◆ SOURCE PASSAGE ◆
# # # # # # #

Respondents who joined in respondents' brief are Dennis Hagobian, Victoria Hagobian, The Victoria Hagobian Residential Trust, The Dennis Hagobian Residential Trust, Yosemite Technologies, Inc., Russell Davidson, William Davidson, and Michael Hedberg.
At some point in 2010, Salven determined that the present litigation should be abandoned. After negotiations with Salven, appellant offered to buy the bankruptcy estate's litigation rights in return for a promise to pay the estate a portion of any recovery in the case. Thereafter, however, the trustee determined that it was of greater benefit to the estate to accept an offer from respondents in the present case to purchase those litigation rights for $55,000. The bankruptcy judge approved this sale of litigation rights. The Floreses appealed that order and, as far as our record shows, that appeal is still pending. After payment of the settlement amount to Salven and after notice by respondents to appellant of the proposed dismissal, Salven filed a request in superior court for dismissal of the "[f]raudulent transfer and other avoidance claims." The clerk entered the dismissal. Appellant thereafter filed an objection to the dismissal, a request for stay pending determination of the appeal of the sale of litigation rights in the bankruptcy case, and, subsequently, a motion to set aside the dismissal as to appellant's interest in the case. After receiving opposition to the motion to set aside, and appellant's replies to the opposition, the superior court denied the motion by minute order dated August 24, 2011. In its tentative decision, subsequently adopted by the superior court as reflected in the minute order, the court held, in essence, that appellant's claims in the second amended complaint were derivative of the claims of the bankruptcy estate and that appellant's participation in the action had been only to obtain damages for the estate, which might result in eventual payment of her claims against the DDJ entities in the bankruptcy case. Appellant filed a notice of appeal.
The parties inform us that the bankruptcy court has denied appellant's requests for stay pending disposition of that appeal. In the federal system, a trial court's ruling is deemed final, even though an appeal is pending, until and unless that ruling is reversed by an appellate court. (Levy v. Cohen (1977) 19 Cal.3d 165, 172, 173.) We are required to give the bankruptcy orders the same final effect they would be given by a federal court; that is, the orders are final until and unless reversed by a higher court. (Id. at pp. 172, 173.)

# # # # # # #

Recorded data:
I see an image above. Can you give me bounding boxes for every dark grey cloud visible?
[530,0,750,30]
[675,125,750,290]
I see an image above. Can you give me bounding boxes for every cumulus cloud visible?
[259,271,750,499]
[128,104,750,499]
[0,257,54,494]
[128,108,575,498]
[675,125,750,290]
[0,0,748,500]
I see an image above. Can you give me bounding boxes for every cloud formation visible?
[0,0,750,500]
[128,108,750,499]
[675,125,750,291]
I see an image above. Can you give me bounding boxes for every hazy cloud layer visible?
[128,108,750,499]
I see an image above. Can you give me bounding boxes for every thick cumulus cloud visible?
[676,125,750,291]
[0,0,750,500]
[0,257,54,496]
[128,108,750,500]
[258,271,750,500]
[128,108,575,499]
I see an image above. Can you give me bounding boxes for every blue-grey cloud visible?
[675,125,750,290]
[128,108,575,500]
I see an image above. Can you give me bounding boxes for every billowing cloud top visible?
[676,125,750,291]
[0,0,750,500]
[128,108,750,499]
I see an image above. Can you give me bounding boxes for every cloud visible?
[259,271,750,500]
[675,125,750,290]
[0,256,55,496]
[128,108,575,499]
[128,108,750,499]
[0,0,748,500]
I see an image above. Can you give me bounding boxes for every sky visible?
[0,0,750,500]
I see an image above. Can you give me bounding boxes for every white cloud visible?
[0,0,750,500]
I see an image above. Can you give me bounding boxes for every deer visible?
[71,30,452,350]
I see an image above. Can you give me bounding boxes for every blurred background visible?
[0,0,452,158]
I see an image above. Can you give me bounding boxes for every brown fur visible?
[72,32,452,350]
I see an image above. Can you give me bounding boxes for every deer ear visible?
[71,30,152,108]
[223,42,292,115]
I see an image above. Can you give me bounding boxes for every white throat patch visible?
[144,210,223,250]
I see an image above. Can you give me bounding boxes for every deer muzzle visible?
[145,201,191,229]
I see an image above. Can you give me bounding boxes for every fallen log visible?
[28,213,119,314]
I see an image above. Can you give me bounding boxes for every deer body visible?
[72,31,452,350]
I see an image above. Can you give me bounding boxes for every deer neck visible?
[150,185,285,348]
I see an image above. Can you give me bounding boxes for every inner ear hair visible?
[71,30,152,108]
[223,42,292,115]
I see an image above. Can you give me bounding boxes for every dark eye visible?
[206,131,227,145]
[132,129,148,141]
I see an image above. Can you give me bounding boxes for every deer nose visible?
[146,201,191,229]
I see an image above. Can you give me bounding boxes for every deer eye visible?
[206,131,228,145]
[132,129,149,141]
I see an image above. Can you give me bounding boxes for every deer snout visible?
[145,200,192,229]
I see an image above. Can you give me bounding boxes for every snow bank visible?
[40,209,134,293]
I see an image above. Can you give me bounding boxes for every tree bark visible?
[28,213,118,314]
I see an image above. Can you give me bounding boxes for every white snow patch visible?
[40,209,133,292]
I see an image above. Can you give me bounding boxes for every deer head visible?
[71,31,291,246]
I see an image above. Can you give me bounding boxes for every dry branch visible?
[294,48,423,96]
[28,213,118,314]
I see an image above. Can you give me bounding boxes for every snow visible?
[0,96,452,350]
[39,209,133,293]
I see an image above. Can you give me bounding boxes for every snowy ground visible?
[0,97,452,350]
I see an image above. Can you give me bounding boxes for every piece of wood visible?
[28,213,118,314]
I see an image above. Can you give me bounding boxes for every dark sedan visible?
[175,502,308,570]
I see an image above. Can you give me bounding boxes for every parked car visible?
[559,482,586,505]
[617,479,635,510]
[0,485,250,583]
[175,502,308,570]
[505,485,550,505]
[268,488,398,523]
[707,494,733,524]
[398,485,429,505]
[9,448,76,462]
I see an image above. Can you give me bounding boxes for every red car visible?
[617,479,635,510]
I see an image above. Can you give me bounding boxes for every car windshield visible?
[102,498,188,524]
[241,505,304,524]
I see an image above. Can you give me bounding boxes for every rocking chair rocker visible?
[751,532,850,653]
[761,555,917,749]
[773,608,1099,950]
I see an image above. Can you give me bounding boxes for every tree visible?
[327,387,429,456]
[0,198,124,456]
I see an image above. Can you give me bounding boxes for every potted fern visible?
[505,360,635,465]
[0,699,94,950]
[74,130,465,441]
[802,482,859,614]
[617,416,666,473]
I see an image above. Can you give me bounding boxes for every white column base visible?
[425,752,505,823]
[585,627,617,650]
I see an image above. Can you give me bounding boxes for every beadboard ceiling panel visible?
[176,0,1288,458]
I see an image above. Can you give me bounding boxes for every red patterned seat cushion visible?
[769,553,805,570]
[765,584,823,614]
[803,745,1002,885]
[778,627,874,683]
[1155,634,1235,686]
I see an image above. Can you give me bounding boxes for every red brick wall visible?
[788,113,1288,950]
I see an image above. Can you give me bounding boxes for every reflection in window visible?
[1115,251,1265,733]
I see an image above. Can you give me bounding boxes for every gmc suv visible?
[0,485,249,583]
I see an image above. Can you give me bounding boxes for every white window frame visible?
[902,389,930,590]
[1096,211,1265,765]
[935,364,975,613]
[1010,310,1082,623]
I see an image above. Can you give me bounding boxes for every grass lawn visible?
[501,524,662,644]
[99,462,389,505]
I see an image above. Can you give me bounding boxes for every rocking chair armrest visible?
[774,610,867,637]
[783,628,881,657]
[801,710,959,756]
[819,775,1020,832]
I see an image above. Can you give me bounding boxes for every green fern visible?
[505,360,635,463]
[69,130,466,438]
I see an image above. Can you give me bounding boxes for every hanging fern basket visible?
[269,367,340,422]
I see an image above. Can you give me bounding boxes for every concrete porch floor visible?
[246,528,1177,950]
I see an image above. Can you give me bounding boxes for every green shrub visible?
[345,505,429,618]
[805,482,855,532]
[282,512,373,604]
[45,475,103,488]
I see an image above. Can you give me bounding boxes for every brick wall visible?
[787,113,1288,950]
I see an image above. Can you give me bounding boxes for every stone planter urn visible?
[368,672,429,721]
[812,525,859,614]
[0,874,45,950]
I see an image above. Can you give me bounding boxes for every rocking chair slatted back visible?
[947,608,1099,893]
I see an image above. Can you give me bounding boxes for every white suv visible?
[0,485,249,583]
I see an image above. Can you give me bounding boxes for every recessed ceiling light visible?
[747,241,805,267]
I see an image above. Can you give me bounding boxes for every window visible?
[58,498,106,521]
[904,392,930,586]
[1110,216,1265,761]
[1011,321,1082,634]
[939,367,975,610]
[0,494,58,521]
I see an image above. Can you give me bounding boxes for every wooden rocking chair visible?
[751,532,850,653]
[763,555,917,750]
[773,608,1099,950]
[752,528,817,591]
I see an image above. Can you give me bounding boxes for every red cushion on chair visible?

# # # # # # #

◆ REQUIRED TASKS ◆
1. Please answer these questions from the opinion excerpt:
(a) What price did respondents pay for the litigation rights?
(b) On what date did the superior court deny the motion to set aside the dismissal?
(c) How has the bankruptcy court ruled on appellant's requests for stay?
2. Does each statement agree with the opinion excerpt? Answer yes or no and quote the words that decide it.
(a) The bankruptcy judge approved the sale of litigation rights.
(b) Salven filed the request for dismissal in federal court.
(c) In the federal system, a trial court's ruling stops being final once an appeal is pending.
The entries are separate material with no connection to the opinion excerpt.

◆ SOLUTIONS TO THE PROBLEMS ◆
1.
(a) $55,000
(b) August 24, 2011
(c) It has denied them.

2.
(a) Yes: "The bankruptcy judge approved this sale of litigation rights."
(b) No: "Salven filed a request in superior court for dismissal"
(c) No: "a trial court's ruling is deemed final, even though an appeal is pending, until and unless that ruling is reversed by an appellate court."